By Ken Opalo | April 30th 2021
A man hawks kenyan flags in Kisii Town a head of Mashujaa day celebrations.[Sammy Omingo,Standard]

By 2050 the Democratic Republic of Congo is projected to be the 9th most populous country in the world, with almost 200 million people. Ethiopia is projected to be tenth on the list at just over 190 million people. Why should we care about these numbers? For the simple reason that they present enormous economic opportunities for the wider Eastern African region.

With that in mind, it is encouraging that the Ministry of Foreign Affairs has been hard at work strengthening our trade links to both Ethiopia and the DRC. The link to Ethiopia through the port of Lamu promises to open business opportunities not only along the coast, but also in the wider North Eastern region.

Counties from Turkana to Kwale stand to benefit from the logistical and commercial opportunities that would emerge with the opening of a trade corridor into southern Ethiopia.

# DATA EXCERPT
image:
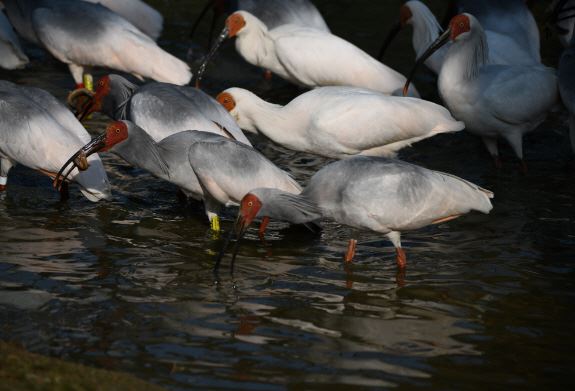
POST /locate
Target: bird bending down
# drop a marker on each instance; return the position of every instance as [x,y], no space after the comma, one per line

# SHORT PROBLEM A
Return the section of the trade article starting at "By Ken Opalo" and ending at "Eastern African region.", copied word for word.
# SHORT PROBLEM B
According to the trade article, which country is projected to be the ninth most populous in the world by 2050?
The data above are separate from the trade article and stand on their own.

# REPLY A
By Ken Opalo | April 30th 2021
A man hawks kenyan flags in Kisii Town a head of Mashujaa day celebrations.[Sammy Omingo,Standard]

By 2050 the Democratic Republic of Congo is projected to be the 9th most populous country in the world, with almost 200 million people. Ethiopia is projected to be tenth on the list at just over 190 million people. Why should we care about these numbers? For the simple reason that they present enormous economic opportunities for the wider Eastern African region.

# REPLY B
The Democratic Republic of Congo